**WHAT TO PRODUCE:** Reproduce everything from the first of the lines below down to the line containing "Give the outline", both included.

__________

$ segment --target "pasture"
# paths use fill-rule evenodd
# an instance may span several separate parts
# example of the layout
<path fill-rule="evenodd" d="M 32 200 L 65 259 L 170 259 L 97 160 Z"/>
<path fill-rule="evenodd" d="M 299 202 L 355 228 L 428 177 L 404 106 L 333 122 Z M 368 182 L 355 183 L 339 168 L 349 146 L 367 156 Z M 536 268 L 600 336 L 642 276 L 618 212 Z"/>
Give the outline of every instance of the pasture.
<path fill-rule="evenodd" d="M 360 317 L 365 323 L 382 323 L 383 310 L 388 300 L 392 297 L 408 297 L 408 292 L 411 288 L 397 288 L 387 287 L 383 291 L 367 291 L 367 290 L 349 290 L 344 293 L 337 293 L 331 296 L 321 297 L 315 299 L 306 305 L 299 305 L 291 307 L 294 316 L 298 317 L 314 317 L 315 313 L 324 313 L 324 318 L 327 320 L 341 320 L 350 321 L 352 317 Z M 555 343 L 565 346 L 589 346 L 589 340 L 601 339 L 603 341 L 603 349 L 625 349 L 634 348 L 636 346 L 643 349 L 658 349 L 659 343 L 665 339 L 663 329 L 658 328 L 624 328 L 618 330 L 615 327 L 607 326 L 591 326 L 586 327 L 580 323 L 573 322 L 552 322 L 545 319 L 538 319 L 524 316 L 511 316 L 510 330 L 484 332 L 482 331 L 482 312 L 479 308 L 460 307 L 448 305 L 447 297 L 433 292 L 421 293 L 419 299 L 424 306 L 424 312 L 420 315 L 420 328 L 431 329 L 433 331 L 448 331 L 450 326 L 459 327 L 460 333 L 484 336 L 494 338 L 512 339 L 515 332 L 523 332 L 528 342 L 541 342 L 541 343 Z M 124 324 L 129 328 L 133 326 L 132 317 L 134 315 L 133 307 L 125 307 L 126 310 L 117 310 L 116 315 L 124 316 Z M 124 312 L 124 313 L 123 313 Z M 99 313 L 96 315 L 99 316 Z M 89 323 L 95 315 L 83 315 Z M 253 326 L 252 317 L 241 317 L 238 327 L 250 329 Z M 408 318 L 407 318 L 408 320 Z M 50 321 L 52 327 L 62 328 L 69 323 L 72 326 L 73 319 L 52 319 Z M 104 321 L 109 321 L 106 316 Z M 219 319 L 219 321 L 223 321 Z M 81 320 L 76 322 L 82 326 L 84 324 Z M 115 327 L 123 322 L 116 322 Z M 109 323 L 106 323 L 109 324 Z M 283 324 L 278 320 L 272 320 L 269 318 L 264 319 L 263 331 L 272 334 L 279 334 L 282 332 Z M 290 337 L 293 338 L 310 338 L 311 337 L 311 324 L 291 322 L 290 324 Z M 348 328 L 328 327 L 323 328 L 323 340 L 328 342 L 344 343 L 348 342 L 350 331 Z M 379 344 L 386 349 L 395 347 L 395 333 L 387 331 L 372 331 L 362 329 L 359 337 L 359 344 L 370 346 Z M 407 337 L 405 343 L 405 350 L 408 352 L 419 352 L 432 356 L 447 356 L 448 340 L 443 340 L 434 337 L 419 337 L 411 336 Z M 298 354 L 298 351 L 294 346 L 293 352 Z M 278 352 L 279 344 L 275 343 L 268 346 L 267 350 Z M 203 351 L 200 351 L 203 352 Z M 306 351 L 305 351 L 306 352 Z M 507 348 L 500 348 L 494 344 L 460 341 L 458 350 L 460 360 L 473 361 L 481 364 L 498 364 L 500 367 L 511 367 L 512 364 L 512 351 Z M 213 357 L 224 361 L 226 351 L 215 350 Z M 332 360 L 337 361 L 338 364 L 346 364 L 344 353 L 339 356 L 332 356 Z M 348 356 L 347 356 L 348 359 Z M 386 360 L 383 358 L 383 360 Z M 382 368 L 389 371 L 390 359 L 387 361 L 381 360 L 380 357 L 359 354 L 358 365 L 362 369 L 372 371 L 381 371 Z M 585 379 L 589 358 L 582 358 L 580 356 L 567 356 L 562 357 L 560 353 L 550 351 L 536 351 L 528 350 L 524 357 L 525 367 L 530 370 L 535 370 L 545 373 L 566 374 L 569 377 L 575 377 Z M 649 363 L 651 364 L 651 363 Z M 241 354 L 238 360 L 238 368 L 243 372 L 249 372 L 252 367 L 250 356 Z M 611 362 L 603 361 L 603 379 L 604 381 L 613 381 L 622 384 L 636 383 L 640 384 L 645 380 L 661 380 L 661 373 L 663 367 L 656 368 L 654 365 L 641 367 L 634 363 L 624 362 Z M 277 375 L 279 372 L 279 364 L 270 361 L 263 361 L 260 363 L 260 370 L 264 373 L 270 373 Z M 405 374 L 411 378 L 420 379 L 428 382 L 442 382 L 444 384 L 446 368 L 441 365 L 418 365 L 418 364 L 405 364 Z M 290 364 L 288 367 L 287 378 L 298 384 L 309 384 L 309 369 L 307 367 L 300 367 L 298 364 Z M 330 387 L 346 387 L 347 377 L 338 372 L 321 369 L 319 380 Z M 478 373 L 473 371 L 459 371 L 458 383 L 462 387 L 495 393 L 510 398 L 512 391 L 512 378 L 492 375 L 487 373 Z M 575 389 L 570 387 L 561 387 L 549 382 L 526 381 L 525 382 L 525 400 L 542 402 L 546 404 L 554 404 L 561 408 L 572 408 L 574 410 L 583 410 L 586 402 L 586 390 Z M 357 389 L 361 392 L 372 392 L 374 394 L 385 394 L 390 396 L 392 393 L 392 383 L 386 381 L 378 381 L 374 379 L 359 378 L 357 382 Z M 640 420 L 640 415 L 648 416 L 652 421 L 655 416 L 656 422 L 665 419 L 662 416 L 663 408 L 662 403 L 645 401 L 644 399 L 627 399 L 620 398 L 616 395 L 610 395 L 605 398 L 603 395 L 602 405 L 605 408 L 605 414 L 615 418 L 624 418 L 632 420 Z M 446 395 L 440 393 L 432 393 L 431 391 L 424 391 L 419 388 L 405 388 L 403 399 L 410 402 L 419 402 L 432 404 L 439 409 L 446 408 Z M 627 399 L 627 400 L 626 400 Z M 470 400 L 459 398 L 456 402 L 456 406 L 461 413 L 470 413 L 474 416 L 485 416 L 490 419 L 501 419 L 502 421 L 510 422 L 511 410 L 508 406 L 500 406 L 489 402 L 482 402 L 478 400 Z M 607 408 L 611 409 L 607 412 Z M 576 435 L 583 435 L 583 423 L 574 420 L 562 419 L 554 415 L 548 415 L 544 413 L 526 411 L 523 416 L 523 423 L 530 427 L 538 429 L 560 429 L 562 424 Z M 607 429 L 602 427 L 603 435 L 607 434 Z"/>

__________

**ANSWER TO THIS PROBLEM:**
$ segment --target "pasture"
# paths use fill-rule evenodd
# an instance may span several separate parts
# example of the layout
<path fill-rule="evenodd" d="M 32 200 L 65 259 L 170 259 L 97 160 Z"/>
<path fill-rule="evenodd" d="M 299 202 L 355 228 L 428 177 L 404 106 L 333 122 Z M 368 182 L 355 183 L 339 168 L 349 146 L 367 156 Z M 536 268 L 600 336 L 642 276 L 618 212 Z"/>
Give the outline of every instance of the pasture.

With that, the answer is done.